[Excerpt]
Neutral Citation Number: [2018] EWHC 2229 (Fam)

 

IN THE HIGH COURT OF JUSTICE

FAMILY DIVISION           

 

 

Royal Courts of Justice

Strand

London

 

25 th JUNE 2018 16.52-17.18

Before MR JUSTICE KEEHAN

 

 

 

IN THE MATTER OF

 

MR A W (Applicant)

 

-v-

 

MS K J (Respondent)

 

 

 

THE APPLICANT appeared in person

 

MR MICHAEL GRATION, Counsel, appeared for the Respondent

 

 

JUDGMENT

(AS APPROVED)

 

__________________

 

 

MR JUSTICE KEEHAN: 


          I propose to give judgment in short order.  If any party requires me to give further or other reasons they have only to ask.  I shall order that the transcript of this judgment be prepared at the joint expense of the parties. 

 

Introduction

1.              I am concerned with one child, E M W, who was born on 5 October 2015, so she is two and a half years of age.   Her father is the applicant, A W, who was born in the United States of America, and her mother is K J who was born in Latvia.  

 

2.              This is an application made by the father for the return of E from Russia where the mother asserts she has lived with the child since February 2016.   The mother opposes the father’s application for a return order and invites the court to dismiss the father’s application and to list the matter for a substantive determination of where E should live and with whom she should spend time. 

 

3.              The parties met in 2012 and they were in a relationship at the time that E was born on 5 October 2015.  Their relationship ended in early 2016.  


4.              The mother, in the course of her statements and her oral evidence today, has asserted that she was the victim of domestic violence at the hands of the father.   The father vehemently denies those allegations and I have not been invited, they did not form part of the compass of this hearing, for me to make a determination in respect of those allegations made by the mother.  Suffice for me to observe that the mother plainly considers herself to have been a victim of domestic violence at the hands of the father and when during the course of her evidence she was speaking about these matters did so with very real emotion.   Indeed, at one point towards the end of her evidence she said she doubted she could carry on giving evidence much longer.  


5.              The position is that the father suspected that the mother was going to remove E from the jurisdiction because, as the mother asserts, the father knew that she wished to return to Latvia with E.  Accordingly, on 9 February 2016, in the Family Court at Exeter, the father issued an application for an order prohibiting the mother from removing E from the jurisdiction.  An order in those terms was made by Her Honour Judge Robertshaw on the same day.   Subsequently, orders in similar terms and a vacation order were made by Mr Justice Baker on 26 February 2016.

[Provided records]
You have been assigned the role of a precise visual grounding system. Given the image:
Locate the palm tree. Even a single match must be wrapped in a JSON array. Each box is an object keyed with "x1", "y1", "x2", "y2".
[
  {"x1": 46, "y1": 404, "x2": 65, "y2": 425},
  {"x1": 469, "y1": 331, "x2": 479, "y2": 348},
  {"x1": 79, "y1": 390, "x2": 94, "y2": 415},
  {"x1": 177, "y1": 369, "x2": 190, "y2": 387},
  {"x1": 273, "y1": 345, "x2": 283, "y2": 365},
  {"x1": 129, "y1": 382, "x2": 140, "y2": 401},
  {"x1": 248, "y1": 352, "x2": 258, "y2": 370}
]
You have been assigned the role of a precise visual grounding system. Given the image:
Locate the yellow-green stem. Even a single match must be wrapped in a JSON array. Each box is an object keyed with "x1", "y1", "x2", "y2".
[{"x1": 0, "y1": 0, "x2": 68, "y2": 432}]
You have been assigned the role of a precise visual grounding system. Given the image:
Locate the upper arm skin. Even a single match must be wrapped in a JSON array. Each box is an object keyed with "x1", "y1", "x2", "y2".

---

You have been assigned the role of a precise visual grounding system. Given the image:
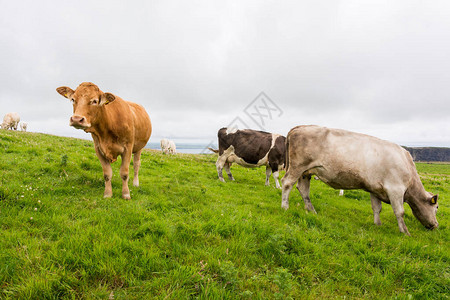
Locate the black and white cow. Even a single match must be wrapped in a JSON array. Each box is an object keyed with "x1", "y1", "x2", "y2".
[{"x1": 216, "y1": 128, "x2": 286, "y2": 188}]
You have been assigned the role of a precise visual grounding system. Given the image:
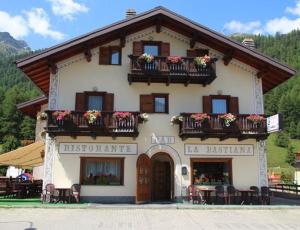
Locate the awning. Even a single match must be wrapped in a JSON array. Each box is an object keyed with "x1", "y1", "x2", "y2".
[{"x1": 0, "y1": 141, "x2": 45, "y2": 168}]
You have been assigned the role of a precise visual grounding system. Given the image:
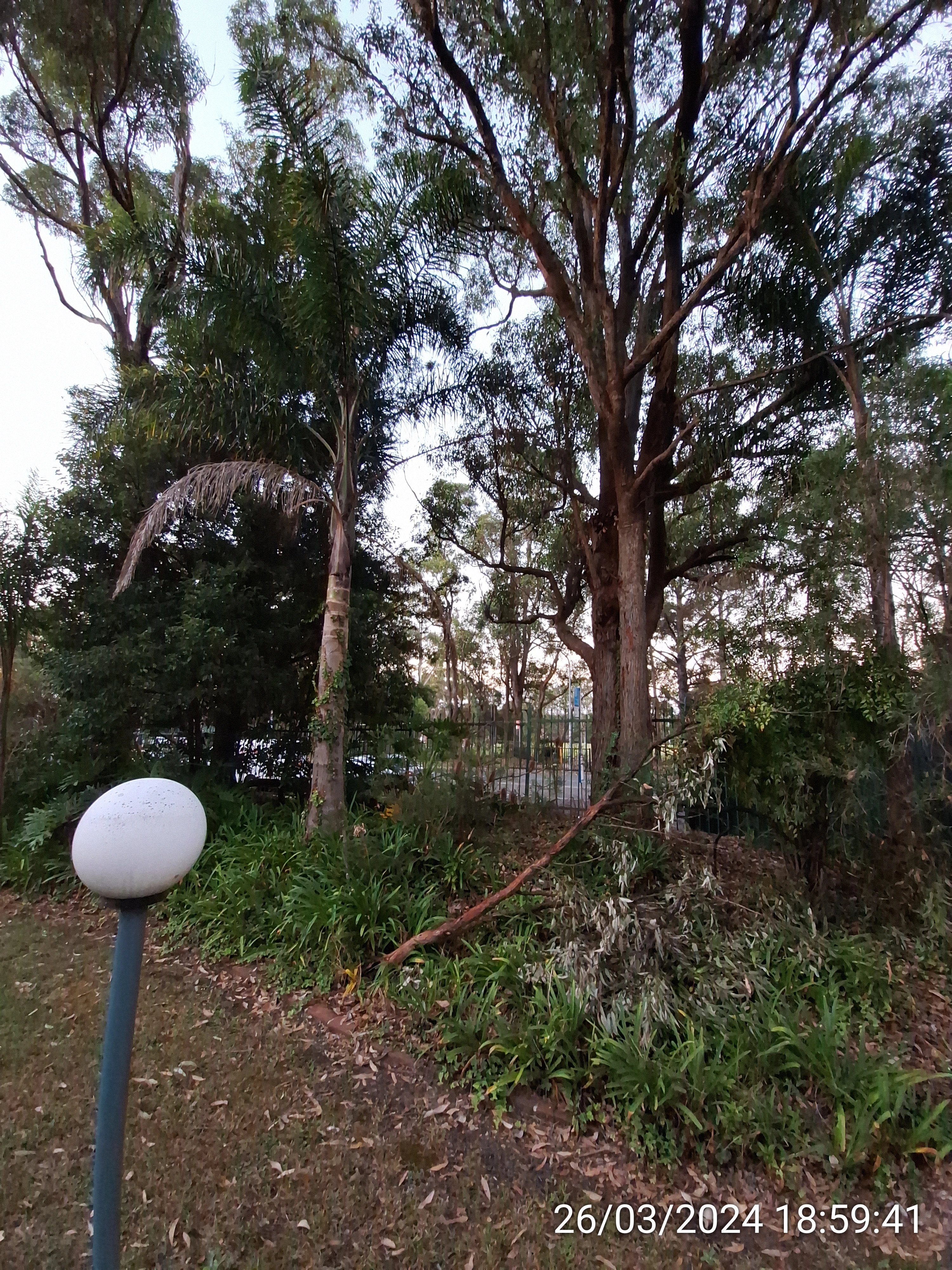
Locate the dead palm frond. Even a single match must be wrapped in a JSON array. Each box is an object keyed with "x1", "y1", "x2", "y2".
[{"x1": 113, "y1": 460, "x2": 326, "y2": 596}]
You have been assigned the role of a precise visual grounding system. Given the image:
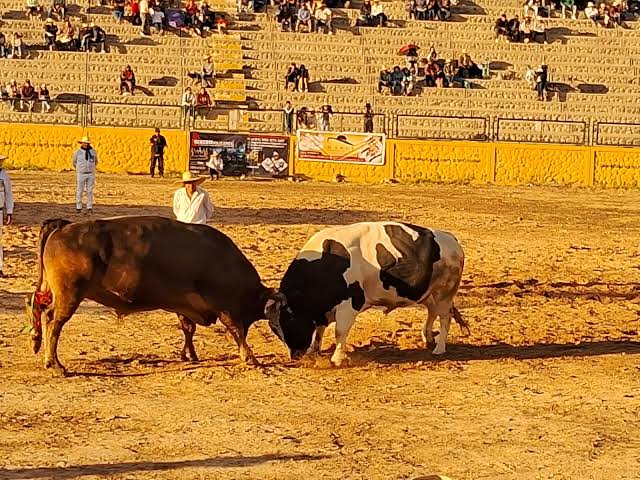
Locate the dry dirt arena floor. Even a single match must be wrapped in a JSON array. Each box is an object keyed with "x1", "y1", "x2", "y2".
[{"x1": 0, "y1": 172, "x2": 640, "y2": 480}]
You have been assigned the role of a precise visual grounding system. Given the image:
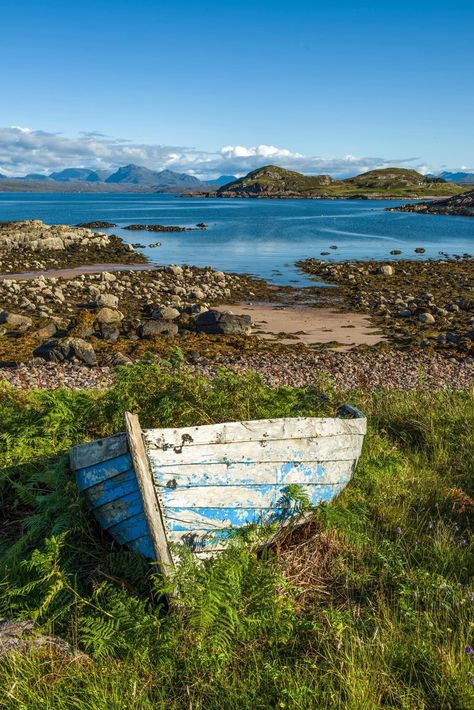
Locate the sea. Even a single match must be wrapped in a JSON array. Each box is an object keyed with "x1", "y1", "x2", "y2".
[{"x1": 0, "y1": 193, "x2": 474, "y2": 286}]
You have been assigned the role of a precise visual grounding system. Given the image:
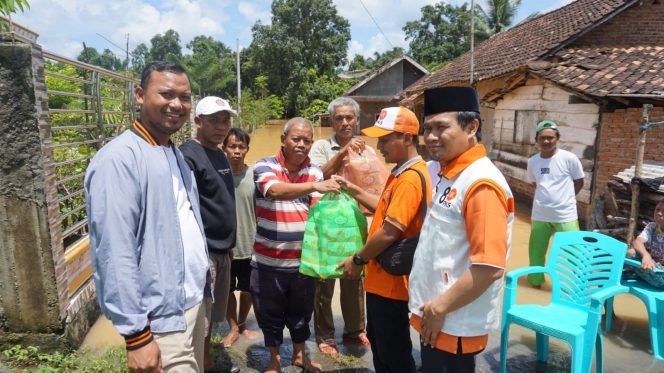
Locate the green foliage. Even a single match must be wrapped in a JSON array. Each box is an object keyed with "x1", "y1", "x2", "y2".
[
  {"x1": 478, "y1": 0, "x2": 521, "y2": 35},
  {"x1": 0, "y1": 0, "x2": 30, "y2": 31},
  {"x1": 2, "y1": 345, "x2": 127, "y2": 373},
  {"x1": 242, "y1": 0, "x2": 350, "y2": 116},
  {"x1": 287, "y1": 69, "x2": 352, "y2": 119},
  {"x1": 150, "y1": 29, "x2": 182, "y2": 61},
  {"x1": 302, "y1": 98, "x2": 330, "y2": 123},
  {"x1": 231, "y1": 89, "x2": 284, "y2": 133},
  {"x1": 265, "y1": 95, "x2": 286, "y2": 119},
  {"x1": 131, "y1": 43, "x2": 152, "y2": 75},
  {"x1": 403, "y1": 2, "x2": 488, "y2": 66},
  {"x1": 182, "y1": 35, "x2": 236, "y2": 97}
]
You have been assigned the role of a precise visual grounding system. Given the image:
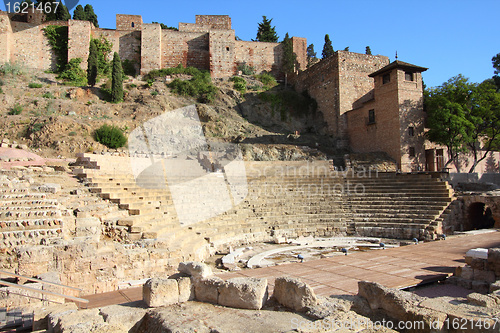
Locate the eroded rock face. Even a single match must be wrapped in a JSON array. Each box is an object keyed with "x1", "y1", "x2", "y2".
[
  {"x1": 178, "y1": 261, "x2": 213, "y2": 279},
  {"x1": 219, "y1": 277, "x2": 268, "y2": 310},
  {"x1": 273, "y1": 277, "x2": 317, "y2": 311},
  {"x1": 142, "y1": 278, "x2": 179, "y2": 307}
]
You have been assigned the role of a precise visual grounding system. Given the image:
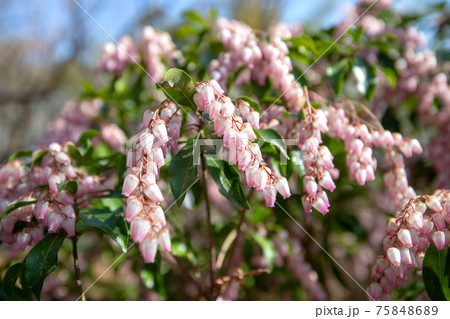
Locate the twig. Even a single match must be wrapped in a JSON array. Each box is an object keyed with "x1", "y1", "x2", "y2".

[Tasks to perform]
A: According to the judgment, on what date did the father issue his application in the Family Court at Exeter?
B: In the judgment, take the part that opens with the words containing "Introduction" and closes with "born in Latvia.", and write it out again with "Estonia" substituted for "Latvia".
C: Proceed with the judgment on the father's application for E's return, picking up after its final sentence.

[Responses in order]
A: 9 February 2016

B:
Introduction

1.              I am concerned with one child, E M W, who was born on 5 October 2015, so she is two and a half years of age.   Her father is the applicant, A W, who was born in the United States of America, and her mother is K J who was born in Estonia.

C:
6.              As the mother candidly accepts, in breach of that first order made on 9 February 2016, the mother removed E from the jurisdiction of this court on 16 February.  She told me in evidence that it had been her intention to return with E to Latvia, in particular to R, where she had then a property.  She told me that she found herself in the days before she left this jurisdiction caring for a young baby in destitute circumstances when she asserts (and I have not found) living in fear of the father.  


7.              In desperation, she went to the Russian Embassy on 15 February where E was issued with a Russian passport.  The father questions the validity of that passport.  That is not a matter for me.  I simply note that a sovereign state took the step of issuing a passport to E.   Accordingly, on 16 February, E and her mother flew to Russia where the mother maintained she has since lived with E at the same given address together with the maternal grandparents.


8.              The mother asserted in evidence that E has led a settled life in Russia with her mother since the time of her arrival.  Since August of last year she has attended a local nursery.  She is appropriately registered in accordance with the requirements of Russian law.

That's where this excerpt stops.